__TASK DESCRIPTION__
Reproduce every one of the following items word for word, without changing anything.

__GIVEN RECORDS__
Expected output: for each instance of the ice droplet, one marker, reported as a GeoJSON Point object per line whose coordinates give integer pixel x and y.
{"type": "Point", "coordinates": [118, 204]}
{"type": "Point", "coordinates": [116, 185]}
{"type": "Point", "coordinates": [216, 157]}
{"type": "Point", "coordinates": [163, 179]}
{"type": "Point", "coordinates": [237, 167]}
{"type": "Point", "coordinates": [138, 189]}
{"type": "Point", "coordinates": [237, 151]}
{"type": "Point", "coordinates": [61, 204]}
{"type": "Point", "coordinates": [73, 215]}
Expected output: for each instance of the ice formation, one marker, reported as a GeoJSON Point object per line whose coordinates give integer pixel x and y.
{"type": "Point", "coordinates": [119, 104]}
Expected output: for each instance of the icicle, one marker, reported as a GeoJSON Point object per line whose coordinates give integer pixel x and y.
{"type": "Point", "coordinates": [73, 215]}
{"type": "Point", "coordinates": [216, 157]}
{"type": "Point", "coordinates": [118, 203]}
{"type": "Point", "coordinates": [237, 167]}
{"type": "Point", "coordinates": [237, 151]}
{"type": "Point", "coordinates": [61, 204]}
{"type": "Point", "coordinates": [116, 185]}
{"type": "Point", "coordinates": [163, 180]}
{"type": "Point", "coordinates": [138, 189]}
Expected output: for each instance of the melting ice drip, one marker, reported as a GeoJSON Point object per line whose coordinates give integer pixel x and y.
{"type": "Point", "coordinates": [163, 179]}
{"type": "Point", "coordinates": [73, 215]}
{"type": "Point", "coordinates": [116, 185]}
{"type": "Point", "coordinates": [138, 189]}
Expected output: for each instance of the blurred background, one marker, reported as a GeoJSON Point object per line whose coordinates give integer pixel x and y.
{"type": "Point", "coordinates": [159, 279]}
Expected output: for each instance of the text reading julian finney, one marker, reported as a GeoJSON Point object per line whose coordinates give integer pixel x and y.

__EXERCISE RESPONSE__
Expected output: for each instance of the ice droplet, one marker, reported as a GeoJSON Point object per line whose coordinates give integer pixel x and y.
{"type": "Point", "coordinates": [118, 204]}
{"type": "Point", "coordinates": [116, 185]}
{"type": "Point", "coordinates": [216, 157]}
{"type": "Point", "coordinates": [163, 179]}
{"type": "Point", "coordinates": [237, 167]}
{"type": "Point", "coordinates": [138, 189]}
{"type": "Point", "coordinates": [237, 151]}
{"type": "Point", "coordinates": [61, 204]}
{"type": "Point", "coordinates": [73, 215]}
Expected output: for each instance of the ice formation, one marker, reported as a GeoJSON Point object per line whose coordinates give integer pixel x and y.
{"type": "Point", "coordinates": [119, 104]}
Expected output: for each instance of the icicle, one marker, reported as a GeoJSON Point object per line whose coordinates give integer pixel x and y.
{"type": "Point", "coordinates": [73, 215]}
{"type": "Point", "coordinates": [216, 157]}
{"type": "Point", "coordinates": [118, 203]}
{"type": "Point", "coordinates": [237, 167]}
{"type": "Point", "coordinates": [237, 151]}
{"type": "Point", "coordinates": [61, 204]}
{"type": "Point", "coordinates": [116, 185]}
{"type": "Point", "coordinates": [163, 180]}
{"type": "Point", "coordinates": [138, 189]}
Expected output: for each instance of the melting ice drip, one marker, reported as a GeoJSON Point object per line whose coordinates give integer pixel x and y.
{"type": "Point", "coordinates": [163, 179]}
{"type": "Point", "coordinates": [73, 215]}
{"type": "Point", "coordinates": [116, 185]}
{"type": "Point", "coordinates": [138, 189]}
Expected output: for each instance of the blurred background, one marker, reported as a GeoJSON Point object per line whose coordinates give integer pixel x and y.
{"type": "Point", "coordinates": [159, 279]}
Expected output: for each instance of the text reading julian finney, one marker, reported as a GeoJSON Point object per line whose coordinates give integer pixel x and y.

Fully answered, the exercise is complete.